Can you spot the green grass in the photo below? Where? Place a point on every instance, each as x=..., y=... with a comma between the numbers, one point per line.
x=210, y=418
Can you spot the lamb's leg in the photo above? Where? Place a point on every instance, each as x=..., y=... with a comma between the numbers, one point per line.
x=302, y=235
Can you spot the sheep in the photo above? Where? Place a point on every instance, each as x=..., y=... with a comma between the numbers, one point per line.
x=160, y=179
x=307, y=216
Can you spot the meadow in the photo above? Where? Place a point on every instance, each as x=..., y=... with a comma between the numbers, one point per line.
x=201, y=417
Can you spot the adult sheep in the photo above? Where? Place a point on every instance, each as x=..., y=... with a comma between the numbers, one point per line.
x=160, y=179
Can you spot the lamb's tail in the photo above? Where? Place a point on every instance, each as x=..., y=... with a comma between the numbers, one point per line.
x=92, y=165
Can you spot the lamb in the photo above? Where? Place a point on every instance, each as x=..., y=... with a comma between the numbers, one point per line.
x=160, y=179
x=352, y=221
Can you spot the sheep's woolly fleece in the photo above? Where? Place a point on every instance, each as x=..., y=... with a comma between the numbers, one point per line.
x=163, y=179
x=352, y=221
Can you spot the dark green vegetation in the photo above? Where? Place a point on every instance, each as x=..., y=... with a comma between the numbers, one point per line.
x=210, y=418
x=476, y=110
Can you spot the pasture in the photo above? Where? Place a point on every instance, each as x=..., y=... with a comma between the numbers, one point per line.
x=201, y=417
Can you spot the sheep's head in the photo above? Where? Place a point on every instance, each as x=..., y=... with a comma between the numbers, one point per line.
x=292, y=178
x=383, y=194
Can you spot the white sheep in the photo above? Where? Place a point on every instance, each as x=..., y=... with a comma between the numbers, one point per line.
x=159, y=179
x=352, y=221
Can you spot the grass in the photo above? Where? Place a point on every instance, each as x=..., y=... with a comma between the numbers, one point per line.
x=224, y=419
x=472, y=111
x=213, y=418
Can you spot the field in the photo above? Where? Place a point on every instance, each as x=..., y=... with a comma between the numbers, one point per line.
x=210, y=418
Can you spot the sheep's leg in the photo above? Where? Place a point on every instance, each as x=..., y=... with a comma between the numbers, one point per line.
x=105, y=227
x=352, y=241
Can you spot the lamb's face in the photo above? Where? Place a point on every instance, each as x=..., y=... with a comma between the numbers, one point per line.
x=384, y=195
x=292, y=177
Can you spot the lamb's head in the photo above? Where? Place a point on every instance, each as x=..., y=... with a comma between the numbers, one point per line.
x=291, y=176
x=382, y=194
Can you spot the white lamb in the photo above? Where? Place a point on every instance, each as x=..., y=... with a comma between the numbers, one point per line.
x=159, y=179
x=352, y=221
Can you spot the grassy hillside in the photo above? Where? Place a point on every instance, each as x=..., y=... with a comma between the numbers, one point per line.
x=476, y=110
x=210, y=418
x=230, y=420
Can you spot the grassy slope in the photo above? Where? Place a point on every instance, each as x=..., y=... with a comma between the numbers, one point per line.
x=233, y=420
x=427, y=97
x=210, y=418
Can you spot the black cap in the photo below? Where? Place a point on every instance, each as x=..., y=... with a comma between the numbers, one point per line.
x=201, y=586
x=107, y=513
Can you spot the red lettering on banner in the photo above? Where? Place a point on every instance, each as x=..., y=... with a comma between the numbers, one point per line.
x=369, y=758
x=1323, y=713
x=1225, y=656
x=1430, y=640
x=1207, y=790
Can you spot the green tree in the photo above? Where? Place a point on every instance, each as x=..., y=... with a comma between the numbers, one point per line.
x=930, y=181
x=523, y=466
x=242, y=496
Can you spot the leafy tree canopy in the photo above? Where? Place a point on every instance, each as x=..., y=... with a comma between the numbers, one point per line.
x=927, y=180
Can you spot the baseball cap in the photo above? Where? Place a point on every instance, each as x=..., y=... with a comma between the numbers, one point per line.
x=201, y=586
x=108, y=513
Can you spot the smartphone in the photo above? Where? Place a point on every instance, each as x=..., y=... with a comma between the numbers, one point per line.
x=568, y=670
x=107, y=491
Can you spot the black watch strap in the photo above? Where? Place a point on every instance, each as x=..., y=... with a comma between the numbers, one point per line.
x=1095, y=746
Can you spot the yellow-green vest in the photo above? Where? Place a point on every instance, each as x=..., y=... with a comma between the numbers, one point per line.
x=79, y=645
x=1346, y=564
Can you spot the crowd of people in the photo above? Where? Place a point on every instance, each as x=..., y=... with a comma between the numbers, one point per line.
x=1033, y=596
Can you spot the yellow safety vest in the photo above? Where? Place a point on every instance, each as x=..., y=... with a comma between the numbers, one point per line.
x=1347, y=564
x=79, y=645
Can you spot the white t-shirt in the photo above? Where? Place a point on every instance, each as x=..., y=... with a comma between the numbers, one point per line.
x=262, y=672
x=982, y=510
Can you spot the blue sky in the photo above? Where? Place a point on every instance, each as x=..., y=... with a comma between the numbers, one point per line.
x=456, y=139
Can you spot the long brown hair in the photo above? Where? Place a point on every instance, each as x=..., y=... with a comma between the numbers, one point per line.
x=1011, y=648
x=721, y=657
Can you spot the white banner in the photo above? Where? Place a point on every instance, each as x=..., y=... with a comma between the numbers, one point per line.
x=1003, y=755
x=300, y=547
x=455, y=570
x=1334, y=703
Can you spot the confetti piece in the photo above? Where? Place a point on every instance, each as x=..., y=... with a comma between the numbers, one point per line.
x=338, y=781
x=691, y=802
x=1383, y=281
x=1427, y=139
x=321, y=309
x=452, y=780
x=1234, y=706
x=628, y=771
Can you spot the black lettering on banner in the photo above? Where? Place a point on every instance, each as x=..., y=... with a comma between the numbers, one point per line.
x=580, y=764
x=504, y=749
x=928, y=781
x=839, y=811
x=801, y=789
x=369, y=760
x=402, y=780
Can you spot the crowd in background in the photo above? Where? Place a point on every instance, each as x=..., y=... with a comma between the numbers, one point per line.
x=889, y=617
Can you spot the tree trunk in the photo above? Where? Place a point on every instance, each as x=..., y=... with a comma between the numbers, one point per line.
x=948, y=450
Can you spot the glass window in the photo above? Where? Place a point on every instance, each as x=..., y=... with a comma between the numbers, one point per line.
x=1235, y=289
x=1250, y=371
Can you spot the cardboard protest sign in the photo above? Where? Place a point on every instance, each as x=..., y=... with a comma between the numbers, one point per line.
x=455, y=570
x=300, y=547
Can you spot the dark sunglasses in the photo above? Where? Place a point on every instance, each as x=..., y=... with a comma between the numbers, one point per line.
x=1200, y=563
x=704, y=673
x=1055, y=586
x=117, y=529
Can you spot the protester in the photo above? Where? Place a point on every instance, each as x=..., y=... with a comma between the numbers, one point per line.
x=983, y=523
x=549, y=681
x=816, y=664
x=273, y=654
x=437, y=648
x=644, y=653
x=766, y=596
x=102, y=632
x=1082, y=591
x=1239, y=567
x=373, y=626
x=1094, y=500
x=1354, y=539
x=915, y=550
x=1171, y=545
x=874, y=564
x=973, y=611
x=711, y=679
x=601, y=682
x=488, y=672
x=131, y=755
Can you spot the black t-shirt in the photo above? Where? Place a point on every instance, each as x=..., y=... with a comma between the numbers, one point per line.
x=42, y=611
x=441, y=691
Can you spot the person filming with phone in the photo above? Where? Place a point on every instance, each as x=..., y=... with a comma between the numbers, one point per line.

→ Required action:
Copying should begin at the line containing "Can you spot the black t-shirt" and end at the last line of the material, with every line in between reproduced exactly.

→ Result:
Can you spot the black t-shirt in the photo above? Where? Place a point on every instance, each as x=..., y=... with a comma between the numbers, one point per line.
x=42, y=611
x=441, y=691
Can you spot the person filming with phone in the photo above? Where? Place a point on every instance, each as x=..., y=... with a comma between the numbers, one point per line.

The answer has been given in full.